▶
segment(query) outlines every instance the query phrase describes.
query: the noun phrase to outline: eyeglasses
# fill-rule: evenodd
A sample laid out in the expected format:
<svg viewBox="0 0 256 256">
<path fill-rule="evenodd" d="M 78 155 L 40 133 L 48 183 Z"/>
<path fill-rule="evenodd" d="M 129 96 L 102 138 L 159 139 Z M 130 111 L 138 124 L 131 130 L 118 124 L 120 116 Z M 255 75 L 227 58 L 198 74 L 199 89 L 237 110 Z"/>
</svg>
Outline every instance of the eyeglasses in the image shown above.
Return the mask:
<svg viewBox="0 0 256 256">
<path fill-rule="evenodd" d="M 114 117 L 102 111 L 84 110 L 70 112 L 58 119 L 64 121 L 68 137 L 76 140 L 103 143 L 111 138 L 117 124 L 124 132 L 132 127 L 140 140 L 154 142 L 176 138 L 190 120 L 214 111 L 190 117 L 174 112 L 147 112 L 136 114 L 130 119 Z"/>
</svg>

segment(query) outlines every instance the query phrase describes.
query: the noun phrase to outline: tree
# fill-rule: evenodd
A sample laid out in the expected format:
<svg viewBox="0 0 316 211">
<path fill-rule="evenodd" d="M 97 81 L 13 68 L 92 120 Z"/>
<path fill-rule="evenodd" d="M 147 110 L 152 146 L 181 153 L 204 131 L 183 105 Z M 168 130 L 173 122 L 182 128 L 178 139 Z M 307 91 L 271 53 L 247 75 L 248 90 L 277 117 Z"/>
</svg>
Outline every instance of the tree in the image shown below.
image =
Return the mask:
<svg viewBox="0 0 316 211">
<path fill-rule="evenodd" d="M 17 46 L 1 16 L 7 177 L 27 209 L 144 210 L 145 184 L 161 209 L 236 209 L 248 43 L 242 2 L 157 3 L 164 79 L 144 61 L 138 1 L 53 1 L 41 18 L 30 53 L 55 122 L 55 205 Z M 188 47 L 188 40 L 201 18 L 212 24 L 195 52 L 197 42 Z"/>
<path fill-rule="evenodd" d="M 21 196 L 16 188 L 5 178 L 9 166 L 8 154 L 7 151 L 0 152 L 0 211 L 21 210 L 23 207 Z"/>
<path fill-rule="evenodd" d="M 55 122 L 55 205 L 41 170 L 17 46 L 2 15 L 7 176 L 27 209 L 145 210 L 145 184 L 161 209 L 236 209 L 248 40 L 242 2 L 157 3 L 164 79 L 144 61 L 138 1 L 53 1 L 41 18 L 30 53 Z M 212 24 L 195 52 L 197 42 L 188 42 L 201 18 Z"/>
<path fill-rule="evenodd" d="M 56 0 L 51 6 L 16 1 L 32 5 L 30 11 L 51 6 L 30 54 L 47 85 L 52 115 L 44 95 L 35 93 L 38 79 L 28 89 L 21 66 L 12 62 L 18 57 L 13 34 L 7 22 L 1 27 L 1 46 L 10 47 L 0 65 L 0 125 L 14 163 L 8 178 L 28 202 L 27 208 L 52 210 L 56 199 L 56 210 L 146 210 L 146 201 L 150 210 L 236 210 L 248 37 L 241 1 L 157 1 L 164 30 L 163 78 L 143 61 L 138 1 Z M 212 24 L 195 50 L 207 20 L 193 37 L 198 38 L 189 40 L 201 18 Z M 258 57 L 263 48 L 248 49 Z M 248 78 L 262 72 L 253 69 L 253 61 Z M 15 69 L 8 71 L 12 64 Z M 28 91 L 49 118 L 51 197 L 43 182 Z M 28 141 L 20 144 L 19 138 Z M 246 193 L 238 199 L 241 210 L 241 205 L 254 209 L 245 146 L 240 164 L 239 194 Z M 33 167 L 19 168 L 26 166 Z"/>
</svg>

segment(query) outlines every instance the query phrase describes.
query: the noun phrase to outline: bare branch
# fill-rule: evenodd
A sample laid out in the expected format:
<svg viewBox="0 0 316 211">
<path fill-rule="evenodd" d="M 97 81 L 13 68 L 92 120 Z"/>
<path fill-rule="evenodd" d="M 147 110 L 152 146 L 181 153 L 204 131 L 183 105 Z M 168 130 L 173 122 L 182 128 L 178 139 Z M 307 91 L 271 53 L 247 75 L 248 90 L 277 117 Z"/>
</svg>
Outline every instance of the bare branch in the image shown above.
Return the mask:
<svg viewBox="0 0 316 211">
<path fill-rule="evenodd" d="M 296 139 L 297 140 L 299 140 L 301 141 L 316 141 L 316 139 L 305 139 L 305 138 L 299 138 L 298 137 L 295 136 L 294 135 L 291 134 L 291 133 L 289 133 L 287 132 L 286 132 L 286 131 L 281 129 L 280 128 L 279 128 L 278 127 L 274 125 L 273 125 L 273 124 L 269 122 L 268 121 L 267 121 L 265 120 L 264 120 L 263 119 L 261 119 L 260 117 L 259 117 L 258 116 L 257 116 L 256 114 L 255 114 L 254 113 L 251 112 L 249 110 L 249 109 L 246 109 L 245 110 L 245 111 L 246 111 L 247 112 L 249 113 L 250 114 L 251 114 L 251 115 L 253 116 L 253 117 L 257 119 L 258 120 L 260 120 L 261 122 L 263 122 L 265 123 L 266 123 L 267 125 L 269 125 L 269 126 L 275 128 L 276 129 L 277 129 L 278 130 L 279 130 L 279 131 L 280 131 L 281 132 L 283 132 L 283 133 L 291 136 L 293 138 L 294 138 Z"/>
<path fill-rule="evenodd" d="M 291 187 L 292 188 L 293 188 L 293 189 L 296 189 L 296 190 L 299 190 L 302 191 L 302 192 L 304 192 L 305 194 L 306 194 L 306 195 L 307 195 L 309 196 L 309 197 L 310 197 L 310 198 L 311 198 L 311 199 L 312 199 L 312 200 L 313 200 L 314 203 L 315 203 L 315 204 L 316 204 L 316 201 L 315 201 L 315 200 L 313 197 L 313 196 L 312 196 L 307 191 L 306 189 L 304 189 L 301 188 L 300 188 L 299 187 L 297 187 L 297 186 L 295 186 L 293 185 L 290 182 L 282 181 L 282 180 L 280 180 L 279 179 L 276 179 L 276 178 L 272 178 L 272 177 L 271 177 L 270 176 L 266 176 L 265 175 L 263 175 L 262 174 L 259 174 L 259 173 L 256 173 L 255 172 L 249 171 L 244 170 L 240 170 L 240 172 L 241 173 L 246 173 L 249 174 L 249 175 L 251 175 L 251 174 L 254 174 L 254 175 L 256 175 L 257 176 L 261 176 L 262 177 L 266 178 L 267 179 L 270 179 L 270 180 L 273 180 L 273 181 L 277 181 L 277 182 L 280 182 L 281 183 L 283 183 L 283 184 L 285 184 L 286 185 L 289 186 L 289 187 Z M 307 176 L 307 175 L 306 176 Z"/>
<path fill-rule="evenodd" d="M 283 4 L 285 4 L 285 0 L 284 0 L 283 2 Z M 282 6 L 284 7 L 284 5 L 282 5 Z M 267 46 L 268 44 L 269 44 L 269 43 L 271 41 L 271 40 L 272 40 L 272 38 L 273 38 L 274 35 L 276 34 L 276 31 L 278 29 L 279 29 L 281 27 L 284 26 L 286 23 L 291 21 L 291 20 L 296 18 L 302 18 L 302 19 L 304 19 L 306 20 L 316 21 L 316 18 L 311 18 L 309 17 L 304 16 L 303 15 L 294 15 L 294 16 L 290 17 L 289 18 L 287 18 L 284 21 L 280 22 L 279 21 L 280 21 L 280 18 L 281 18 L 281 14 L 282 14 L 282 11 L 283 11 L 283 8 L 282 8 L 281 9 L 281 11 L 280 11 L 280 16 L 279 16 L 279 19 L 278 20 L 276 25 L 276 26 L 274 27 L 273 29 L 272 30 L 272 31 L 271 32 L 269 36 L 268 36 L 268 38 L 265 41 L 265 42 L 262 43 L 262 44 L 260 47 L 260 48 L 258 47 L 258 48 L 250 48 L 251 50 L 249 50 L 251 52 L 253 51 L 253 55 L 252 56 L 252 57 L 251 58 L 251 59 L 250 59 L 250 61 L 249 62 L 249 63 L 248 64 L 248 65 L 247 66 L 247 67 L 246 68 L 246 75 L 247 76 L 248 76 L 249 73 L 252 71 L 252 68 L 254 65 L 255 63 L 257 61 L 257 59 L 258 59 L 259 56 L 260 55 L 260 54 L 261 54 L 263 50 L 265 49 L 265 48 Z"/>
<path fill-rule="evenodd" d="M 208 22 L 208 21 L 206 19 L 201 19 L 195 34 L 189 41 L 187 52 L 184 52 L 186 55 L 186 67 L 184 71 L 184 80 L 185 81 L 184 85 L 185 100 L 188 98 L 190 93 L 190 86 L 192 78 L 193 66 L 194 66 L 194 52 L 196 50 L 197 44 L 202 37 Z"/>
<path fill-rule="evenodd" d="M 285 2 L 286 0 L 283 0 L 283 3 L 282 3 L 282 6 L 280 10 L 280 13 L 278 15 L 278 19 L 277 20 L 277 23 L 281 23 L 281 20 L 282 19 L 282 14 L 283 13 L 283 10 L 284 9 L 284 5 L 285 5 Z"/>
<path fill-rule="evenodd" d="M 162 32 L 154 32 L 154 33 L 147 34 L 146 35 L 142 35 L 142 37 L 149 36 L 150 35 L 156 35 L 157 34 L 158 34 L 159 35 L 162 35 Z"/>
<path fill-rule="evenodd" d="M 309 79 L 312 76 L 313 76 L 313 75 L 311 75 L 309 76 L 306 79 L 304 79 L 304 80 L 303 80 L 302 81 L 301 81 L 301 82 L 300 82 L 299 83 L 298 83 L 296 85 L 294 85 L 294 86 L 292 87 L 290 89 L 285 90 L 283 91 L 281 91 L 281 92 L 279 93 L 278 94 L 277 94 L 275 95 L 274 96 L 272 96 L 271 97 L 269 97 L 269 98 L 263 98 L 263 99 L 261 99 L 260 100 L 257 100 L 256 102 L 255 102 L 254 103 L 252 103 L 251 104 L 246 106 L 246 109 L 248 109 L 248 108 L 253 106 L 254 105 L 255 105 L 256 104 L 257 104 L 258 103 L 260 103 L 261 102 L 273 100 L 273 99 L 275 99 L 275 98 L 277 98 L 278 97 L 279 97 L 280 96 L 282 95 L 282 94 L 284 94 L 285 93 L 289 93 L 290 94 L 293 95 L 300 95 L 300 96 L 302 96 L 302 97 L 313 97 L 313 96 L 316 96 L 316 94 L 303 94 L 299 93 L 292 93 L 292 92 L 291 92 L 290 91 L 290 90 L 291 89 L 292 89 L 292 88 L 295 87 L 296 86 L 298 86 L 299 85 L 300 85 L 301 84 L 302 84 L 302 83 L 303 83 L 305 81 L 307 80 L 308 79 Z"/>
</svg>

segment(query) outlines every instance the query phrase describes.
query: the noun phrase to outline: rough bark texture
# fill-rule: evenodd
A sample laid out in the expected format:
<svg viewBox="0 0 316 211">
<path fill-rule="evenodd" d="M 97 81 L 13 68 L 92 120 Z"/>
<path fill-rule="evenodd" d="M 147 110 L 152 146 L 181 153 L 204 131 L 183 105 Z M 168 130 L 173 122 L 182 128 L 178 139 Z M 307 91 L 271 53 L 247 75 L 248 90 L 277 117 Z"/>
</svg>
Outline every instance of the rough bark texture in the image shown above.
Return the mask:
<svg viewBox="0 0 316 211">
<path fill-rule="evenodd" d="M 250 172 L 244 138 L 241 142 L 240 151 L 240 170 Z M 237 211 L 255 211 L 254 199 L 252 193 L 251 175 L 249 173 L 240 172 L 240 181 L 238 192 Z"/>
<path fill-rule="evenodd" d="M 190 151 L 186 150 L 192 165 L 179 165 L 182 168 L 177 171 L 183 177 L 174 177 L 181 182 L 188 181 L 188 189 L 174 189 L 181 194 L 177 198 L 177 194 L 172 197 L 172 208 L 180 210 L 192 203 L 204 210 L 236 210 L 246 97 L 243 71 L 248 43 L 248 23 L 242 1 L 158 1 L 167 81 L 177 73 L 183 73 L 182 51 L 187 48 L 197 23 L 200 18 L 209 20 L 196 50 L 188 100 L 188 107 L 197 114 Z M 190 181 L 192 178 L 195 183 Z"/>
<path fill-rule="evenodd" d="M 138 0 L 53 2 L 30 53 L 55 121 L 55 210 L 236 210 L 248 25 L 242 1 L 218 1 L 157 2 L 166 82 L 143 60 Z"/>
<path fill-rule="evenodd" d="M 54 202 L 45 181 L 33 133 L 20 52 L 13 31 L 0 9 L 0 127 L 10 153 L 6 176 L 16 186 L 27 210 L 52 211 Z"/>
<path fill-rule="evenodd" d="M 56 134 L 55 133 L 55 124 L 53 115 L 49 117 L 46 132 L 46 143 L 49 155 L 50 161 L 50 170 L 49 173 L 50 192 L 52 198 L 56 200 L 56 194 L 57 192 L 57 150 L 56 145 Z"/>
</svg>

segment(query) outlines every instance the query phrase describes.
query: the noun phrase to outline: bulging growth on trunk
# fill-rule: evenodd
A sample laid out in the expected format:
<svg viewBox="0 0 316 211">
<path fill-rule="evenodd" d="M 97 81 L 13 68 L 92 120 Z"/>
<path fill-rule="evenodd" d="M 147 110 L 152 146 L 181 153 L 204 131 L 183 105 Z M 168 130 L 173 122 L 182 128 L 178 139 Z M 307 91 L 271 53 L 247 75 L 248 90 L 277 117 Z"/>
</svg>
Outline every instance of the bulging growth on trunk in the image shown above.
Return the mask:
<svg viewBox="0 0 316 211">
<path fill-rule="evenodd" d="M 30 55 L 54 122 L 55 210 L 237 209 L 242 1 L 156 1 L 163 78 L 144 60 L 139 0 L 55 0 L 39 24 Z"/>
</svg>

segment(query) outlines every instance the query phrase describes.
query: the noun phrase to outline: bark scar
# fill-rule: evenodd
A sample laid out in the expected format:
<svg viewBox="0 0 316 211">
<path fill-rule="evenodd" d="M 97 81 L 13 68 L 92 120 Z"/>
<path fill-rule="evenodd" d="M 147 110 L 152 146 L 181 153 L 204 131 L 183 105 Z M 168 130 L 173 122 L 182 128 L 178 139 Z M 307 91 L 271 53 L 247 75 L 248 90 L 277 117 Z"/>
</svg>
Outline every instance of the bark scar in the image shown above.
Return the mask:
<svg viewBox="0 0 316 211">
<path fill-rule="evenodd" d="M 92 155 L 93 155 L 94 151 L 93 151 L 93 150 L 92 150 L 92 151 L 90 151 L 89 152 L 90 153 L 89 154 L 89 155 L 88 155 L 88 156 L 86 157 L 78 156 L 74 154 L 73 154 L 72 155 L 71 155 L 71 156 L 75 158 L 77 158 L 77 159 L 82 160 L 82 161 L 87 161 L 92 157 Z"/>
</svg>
◀
Could you rewrite the items from the start through the line with "78 155 L 40", changing "eyeglasses" to "sunglasses" and keeping everything else the same?

* RESPONSE BELOW *
segment(query) outlines every instance the query phrase describes.
query: the noun phrase to outline: sunglasses
# fill-rule: evenodd
A sample laid out in the expected format:
<svg viewBox="0 0 256 256">
<path fill-rule="evenodd" d="M 78 155 L 40 133 L 48 183 Z"/>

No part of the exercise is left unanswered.